Accurate assessment of feedlot cattle performance and its response to management strategies are essential to the profitability of beef production systems. Linear mixed models are commonly used in data analysis to evaluate the effects of management practices on mean performance of feedlot cattle (Babcock et al., 2009; Cernicchiaro et al., 2012). One critical assumption of these statistical methods is that variance components are homogeneous and constant across managerial environments (Kutner et al., 2005). However, numerous studies indicate that unequal or heterogeneous variances, also referred to as heteroskedasticity, are not uncommon in livestock production systems (SanCristobal-Gaudy et al., 2001; Cardoso et al., 2005, 2007; Gernand et al., 2007). Fig. 1 illustrates the concept of heterogeneous variances between groups for a performance outcome of interest.

Figure 1.
Figure 1.

◆ ◆ ◆ ◆ ◆ ◆ ◆

* [Set problem 1] Rewrite the entries starting at the line containing "tree. Overlapping instances should get separate boxes." and ending at the line containing "[162,256,277,294]", changing "tree" to "pine tree" and leaving everything else unchanged.

◆ ◆ ◆ ◆ ◆ ◆ ◆

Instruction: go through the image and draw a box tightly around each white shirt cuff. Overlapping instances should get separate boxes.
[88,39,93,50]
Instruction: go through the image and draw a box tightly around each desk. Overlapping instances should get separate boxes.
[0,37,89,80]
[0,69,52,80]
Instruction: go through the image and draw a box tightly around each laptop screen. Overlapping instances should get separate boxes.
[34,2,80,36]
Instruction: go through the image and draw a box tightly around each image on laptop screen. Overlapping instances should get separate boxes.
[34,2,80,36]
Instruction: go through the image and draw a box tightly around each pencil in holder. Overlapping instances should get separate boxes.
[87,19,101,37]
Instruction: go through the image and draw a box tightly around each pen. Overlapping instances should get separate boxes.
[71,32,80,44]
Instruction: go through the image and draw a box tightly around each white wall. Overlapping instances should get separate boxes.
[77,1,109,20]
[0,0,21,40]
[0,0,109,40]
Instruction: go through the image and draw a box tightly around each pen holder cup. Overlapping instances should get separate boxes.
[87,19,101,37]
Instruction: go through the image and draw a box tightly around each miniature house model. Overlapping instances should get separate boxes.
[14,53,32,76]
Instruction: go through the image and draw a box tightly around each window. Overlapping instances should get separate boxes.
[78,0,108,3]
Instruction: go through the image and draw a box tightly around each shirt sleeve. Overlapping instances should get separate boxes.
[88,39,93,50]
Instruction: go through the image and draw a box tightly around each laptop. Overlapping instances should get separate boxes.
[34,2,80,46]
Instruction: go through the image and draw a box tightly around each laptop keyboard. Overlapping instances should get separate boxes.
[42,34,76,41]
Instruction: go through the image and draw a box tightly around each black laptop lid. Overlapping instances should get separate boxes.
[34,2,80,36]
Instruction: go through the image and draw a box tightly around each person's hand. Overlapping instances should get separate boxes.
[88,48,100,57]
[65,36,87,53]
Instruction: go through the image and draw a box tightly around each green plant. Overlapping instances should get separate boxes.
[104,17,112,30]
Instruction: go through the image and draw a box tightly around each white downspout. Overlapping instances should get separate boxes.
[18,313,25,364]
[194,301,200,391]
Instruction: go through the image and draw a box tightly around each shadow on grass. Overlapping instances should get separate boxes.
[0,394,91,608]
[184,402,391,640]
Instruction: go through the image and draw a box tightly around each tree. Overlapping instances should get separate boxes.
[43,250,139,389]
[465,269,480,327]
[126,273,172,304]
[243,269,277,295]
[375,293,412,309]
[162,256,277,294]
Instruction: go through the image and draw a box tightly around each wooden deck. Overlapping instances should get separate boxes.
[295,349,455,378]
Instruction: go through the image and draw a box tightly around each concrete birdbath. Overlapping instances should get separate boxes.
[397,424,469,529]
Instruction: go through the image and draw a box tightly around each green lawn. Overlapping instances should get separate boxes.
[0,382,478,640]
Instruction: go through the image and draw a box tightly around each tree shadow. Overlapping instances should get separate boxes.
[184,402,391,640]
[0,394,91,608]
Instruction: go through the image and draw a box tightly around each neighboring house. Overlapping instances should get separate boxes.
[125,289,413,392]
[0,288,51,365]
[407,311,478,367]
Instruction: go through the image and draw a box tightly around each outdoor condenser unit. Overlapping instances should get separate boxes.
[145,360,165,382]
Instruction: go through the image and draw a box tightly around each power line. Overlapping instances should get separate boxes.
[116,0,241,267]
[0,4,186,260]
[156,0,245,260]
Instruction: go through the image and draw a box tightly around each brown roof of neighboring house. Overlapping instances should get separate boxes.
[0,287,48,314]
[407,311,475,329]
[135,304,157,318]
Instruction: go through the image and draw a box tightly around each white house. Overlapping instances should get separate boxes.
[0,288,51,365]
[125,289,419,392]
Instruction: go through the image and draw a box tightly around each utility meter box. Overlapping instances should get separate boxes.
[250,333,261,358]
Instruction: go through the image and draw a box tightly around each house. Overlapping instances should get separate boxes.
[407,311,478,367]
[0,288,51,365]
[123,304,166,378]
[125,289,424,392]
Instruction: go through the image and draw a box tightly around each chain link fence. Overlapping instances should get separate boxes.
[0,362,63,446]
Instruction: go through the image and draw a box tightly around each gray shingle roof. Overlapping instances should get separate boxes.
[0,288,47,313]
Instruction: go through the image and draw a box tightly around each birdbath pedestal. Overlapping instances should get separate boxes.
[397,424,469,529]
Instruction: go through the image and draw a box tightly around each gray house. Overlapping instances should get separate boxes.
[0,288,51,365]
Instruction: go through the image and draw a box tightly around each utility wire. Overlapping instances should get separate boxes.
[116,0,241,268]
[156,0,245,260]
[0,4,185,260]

◆ ◆ ◆ ◆ ◆ ◆ ◆

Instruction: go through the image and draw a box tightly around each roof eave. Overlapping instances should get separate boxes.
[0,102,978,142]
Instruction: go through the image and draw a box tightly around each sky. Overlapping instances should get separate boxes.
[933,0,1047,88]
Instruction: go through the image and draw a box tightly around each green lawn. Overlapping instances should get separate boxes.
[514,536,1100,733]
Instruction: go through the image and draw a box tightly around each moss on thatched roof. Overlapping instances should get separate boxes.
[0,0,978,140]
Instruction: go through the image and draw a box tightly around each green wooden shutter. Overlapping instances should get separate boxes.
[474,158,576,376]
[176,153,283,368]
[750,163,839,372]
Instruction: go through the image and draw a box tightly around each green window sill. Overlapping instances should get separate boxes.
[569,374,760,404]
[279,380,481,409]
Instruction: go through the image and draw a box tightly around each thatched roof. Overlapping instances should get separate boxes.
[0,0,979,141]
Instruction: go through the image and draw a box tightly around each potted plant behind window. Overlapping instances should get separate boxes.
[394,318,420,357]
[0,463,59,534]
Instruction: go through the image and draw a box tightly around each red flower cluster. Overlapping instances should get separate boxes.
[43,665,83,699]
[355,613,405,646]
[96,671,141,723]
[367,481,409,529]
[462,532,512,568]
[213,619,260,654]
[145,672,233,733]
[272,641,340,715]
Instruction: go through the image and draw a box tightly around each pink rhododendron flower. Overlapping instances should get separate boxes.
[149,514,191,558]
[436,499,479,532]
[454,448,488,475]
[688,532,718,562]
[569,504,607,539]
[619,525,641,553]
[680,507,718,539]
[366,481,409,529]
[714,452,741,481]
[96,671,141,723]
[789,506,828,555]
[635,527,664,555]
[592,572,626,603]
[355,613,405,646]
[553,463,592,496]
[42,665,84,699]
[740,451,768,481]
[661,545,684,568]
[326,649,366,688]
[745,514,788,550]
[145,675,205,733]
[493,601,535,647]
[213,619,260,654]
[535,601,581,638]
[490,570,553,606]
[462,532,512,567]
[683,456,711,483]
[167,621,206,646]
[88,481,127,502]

◆ ◆ ◆ ◆ ◆ ◆ ◆

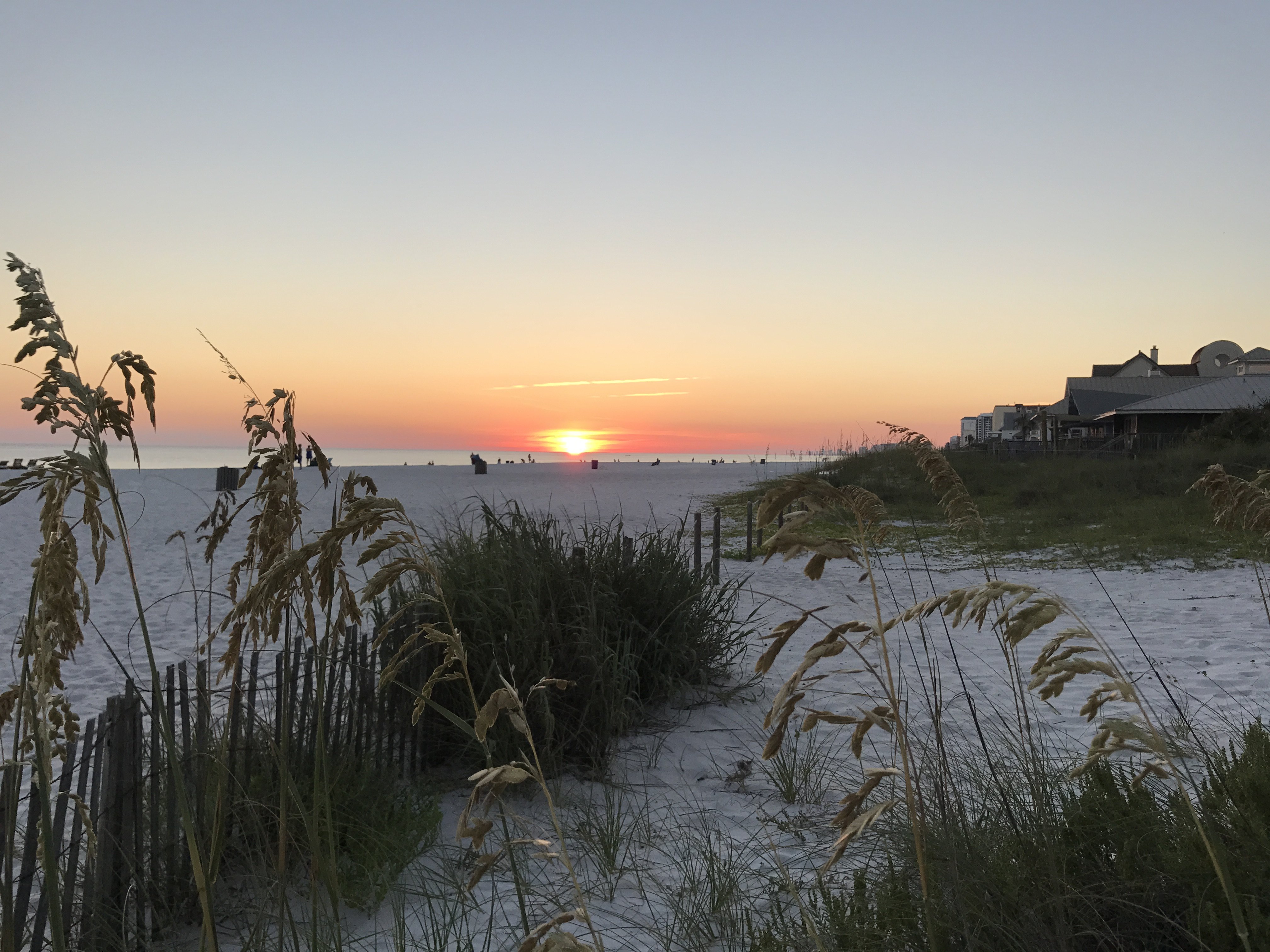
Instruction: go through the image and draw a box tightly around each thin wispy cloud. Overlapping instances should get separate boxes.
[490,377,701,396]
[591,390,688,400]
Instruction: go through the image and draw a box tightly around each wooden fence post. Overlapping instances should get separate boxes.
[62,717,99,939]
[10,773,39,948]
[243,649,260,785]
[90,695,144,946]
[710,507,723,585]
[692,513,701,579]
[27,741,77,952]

◆ ◆ ◆ ◆ ◆ ◆ ◆

* [Set problem 2] Which sources does the passage on feedlot cattle performance cite?

* [Right answer 1]
Instruction: go through the image and draw a box tightly around each pine tree. Overlapping instances should get separate boxes.
[43,250,139,389]
[465,269,480,327]
[126,273,172,304]
[243,269,277,295]
[375,293,412,309]
[162,256,277,294]

* [Right answer 2]
- Babcock et al., 2009
- Cernicchiaro et al., 2012
- Kutner et al., 2005
- SanCristobal-Gaudy et al., 2001
- Cardoso et al., 2005, 2007
- Gernand et al., 2007